Find where "Find every instance of the white apartment" occurs in the data below, and retype that line and every later line exactly.

DATA START

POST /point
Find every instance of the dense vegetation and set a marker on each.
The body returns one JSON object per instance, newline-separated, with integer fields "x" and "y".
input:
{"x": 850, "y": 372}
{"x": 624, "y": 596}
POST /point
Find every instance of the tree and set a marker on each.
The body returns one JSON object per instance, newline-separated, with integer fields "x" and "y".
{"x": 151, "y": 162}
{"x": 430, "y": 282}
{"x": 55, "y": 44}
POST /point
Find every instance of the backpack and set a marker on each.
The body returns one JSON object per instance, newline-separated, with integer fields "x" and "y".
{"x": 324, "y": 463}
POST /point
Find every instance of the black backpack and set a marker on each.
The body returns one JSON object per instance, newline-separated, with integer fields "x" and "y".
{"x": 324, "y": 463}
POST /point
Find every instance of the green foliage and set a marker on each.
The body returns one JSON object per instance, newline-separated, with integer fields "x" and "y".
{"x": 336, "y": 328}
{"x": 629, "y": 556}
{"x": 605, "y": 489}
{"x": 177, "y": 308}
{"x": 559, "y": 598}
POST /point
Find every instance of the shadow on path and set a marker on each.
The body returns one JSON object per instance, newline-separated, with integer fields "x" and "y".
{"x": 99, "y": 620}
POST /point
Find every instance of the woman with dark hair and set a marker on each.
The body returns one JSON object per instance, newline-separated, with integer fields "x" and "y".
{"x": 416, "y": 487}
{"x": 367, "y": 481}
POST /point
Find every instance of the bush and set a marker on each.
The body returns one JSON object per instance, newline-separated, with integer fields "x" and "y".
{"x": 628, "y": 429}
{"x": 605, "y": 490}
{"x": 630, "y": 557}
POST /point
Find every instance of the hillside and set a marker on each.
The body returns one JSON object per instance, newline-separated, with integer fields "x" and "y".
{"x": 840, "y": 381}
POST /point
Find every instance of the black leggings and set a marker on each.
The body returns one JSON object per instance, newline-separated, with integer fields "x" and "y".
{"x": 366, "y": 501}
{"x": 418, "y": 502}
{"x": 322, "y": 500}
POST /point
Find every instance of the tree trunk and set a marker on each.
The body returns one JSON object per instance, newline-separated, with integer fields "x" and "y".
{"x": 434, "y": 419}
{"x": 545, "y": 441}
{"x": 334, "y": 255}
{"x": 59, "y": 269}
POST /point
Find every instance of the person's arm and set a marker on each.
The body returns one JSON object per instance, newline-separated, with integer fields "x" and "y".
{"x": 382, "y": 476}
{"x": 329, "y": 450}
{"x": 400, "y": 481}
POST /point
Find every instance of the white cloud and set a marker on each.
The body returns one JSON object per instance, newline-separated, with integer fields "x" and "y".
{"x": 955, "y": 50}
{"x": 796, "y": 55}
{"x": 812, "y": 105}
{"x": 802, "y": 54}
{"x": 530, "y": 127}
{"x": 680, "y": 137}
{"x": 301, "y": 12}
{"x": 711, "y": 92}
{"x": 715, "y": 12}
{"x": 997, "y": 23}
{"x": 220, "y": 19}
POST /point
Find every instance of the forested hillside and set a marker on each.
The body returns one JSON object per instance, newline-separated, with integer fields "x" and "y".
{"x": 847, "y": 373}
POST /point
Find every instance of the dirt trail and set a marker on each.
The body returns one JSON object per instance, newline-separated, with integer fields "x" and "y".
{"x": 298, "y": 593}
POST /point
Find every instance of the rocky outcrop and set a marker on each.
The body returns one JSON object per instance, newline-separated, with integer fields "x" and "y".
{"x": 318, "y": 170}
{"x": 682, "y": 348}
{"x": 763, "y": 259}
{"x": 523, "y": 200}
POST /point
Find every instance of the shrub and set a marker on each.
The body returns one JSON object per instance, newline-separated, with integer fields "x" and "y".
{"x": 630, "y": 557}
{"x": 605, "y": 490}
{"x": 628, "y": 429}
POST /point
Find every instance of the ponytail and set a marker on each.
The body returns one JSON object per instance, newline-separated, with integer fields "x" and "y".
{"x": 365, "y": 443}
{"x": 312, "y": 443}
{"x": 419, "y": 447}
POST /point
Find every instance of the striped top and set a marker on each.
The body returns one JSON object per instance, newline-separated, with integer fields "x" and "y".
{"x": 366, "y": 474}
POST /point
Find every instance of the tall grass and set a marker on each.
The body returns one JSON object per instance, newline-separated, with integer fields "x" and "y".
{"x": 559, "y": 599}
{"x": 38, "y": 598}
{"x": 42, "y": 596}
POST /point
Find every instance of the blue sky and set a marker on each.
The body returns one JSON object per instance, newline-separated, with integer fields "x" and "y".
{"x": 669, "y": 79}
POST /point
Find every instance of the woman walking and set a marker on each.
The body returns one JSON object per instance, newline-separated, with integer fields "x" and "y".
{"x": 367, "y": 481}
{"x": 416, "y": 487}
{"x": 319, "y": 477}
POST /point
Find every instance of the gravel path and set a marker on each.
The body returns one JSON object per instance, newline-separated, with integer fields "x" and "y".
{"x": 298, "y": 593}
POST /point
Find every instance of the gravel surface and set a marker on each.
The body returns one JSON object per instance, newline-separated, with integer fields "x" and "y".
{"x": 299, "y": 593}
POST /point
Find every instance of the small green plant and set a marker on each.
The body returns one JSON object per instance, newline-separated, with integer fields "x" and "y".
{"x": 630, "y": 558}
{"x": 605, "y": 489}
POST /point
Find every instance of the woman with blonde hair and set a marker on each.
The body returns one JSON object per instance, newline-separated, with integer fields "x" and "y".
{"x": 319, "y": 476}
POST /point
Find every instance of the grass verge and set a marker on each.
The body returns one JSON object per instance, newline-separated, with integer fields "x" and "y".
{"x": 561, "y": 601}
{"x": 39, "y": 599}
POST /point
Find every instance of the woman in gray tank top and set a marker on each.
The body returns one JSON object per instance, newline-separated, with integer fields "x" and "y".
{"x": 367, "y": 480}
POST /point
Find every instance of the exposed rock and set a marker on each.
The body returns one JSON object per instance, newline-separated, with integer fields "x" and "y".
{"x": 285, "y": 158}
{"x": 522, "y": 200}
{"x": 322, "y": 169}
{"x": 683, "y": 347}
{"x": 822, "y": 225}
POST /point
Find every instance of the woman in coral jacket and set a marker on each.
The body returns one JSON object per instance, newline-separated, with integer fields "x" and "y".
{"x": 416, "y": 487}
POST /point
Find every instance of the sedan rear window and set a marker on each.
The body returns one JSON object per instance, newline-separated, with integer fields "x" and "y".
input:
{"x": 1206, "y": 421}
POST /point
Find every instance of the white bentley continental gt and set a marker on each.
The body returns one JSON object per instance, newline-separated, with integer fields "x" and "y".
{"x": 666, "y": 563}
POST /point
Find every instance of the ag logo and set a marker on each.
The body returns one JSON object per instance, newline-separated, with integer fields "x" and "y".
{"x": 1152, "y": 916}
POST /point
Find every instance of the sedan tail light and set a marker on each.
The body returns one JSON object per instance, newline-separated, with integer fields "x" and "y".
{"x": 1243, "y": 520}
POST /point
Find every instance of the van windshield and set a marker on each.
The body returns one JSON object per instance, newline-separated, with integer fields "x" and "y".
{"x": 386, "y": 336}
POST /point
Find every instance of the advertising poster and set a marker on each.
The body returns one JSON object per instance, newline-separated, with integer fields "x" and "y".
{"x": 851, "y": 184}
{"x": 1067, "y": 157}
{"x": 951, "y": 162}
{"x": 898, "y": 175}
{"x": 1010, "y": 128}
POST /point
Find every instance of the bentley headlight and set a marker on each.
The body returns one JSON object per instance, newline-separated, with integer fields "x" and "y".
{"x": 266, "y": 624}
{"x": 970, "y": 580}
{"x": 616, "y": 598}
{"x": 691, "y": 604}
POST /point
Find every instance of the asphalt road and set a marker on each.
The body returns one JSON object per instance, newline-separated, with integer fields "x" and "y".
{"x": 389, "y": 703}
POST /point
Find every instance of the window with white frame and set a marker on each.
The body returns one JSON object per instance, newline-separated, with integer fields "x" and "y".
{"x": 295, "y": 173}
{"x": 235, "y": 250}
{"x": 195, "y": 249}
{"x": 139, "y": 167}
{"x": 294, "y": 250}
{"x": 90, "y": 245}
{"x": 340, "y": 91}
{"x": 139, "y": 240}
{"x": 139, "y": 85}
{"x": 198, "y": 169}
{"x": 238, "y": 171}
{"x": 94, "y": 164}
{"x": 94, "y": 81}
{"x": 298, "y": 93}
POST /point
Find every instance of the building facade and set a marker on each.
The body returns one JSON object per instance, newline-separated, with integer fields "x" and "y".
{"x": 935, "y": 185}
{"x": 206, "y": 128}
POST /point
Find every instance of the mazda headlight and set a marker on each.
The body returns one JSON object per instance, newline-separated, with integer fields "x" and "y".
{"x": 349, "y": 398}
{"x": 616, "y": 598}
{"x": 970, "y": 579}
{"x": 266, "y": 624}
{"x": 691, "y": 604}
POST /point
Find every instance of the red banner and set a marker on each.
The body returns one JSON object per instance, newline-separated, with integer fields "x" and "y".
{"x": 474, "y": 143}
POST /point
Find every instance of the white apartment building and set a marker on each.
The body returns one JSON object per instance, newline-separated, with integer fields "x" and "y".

DATA END

• **THE COMPLETED TASK**
Find every instance of the white apartment building and set a marker on each.
The body returns one JSON object per instance, newline-separated, with integer fields "x" and "y".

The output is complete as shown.